*EXCERPT PROVIDED*
·····

Swimming Goggle Structure

Abstract

A swimming goggle structure is provided. The swimming goggle structure comprises a frame assembly and a glass assembly. The frame assembly defines a receiving space and comprises a slot so the glass assembly is adapted to be embedded in the slot. The glass assembly comprises a connecting device and a functional lens. The connecting device extends from the frame assembly outward to a user's eyes. The connecting device has an outer end and an inner end. The outer end is disposed in the slot, while the inner end is connected to the functional lens. The distance between the user's eyes and the outer end of the connecting device is greater than the distance between the user's eyes and the inner end of the connecting device.

Description

This application claims priority to Taiwan Patent Application No. 097146912 filed on Dec. 3, 2008.

CROSS-REFERENCES TO RELATED APPLICATIONS

Not applicable.

BACKGROUND OF THE INVENTION

1. Field of the Invention

The present invention relates to a swimming goggle structure, and more particularly, to a swimming goggle structure having a stereoscopic functional lens.

2. Descriptions of the Related Art Swimming goggles are often used in various snorkeling sports to prevent the surrounding water from seeping into and irritating the user's eyes. Thereby, a comfortable environment can be maintained for the user to participate in a snorkeling sport successfully.

In reference to both FIGS. 1 and 2, a conventional swimming goggle structure 1 is shown therein. The conventional swimming goggle structure 1 comprises a frame assembly 11, a mask 13 and at least one lens 122. The lens 122 is received in a receiving space formed by the frame assembly 11 and connects with the frame assembly 11 directly. The mask 13, which covers the frame assembly 11 and the lens 122, is provided for the user to wear around the face.

·····

*ITEMS*

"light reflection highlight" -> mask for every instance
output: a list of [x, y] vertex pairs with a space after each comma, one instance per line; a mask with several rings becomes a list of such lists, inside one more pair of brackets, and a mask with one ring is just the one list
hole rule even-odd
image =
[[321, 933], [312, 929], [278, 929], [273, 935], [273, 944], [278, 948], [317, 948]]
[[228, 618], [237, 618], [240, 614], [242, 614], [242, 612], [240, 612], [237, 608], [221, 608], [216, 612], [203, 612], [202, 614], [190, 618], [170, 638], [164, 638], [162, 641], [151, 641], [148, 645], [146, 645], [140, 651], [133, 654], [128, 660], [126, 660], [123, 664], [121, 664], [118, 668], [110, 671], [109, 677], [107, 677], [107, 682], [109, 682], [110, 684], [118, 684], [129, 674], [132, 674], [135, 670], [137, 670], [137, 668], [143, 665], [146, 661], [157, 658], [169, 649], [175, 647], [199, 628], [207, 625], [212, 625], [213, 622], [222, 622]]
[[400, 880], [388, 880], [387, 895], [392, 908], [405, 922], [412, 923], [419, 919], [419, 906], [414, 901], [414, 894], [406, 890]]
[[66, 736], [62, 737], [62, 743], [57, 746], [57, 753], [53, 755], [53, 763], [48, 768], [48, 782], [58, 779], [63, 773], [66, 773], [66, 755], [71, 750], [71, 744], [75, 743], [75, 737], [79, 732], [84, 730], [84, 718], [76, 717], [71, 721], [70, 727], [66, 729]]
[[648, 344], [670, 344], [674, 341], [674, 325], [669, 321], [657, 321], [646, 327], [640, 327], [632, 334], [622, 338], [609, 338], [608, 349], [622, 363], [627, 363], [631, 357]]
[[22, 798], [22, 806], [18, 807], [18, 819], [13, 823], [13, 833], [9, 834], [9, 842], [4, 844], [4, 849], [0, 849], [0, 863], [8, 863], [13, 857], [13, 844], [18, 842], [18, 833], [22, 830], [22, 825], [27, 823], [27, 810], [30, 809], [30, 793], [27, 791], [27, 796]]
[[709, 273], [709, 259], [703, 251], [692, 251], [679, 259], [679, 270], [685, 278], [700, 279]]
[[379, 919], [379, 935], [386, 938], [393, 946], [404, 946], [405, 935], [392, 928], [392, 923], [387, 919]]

·····

Write what comes next in the swimming goggle patent description, picking up right after its last sentence.

*THE OUTPUT*
When the swimming goggle structure 1 is used by the user, the mask 13 is restrained in outline by the profile of the user's face and, especially, the mask 13 must be sealed against the user's nose completely to ensure safety in underwater sports. Because the mask 13 is restrained in outline, there is a significant distance between the user's face and the frame assembly 11 and the lens 122 joined with the mask 13. As shown in FIG. 2, a distance of more than 16 cm is usually kept between the lens 122 of the swimming goggle structure 1 and the user's eyes to provide enough space for the mask 13 to fit entirely against critical sites on the face such as the eyes and the nose.

As described above, a distance of more than 16 cm is often needed between the lens 122 and the user's eyes. As a result, the lens 122 of the conventional swimming goggle structure 1 must be correspondingly made to have a certain area to provide the user with an optimum field of vision. For example, lenses of typical conventional swimming goggles are mostly much larger than myopic lenses or hyperopic lenses for use on land. Otherwise, if the lens 122 of the swimming goggle has too small of an area, the user would have a narrow field of vision or even tunnel vision, which is unfavorable for safety in underwater sports.

Because the lens of the conventional swimming goggle has an area much larger than that of common lens for use on land, a large lens must be used in fabricating the swimming goggle. Consequently, the manufacturing process is both time consuming and labor consuming, leading to high costs. Furthermore, large lenses exhibit poor shock resistance. When myopic lenses or hyperopic lenses are to be fabricated, the materials and area necessary for the lenses as well as the production time are several times larger than common lenses for use on land. In view of this, it is important to provide a swimming goggle structure that can be made with less production time, fewer materials and lower costs.

SUMMARY OF THE INVENTION

One objective of the present invention is to provide a swimming goggle structure. A lens used in the swimming goggle structure is closer to the user's eyes as compared to the conventional swimming goggle structure. Therefore, a large field of vision can be obtained by using of a small lens and the problem of tunnel vision can be obviated.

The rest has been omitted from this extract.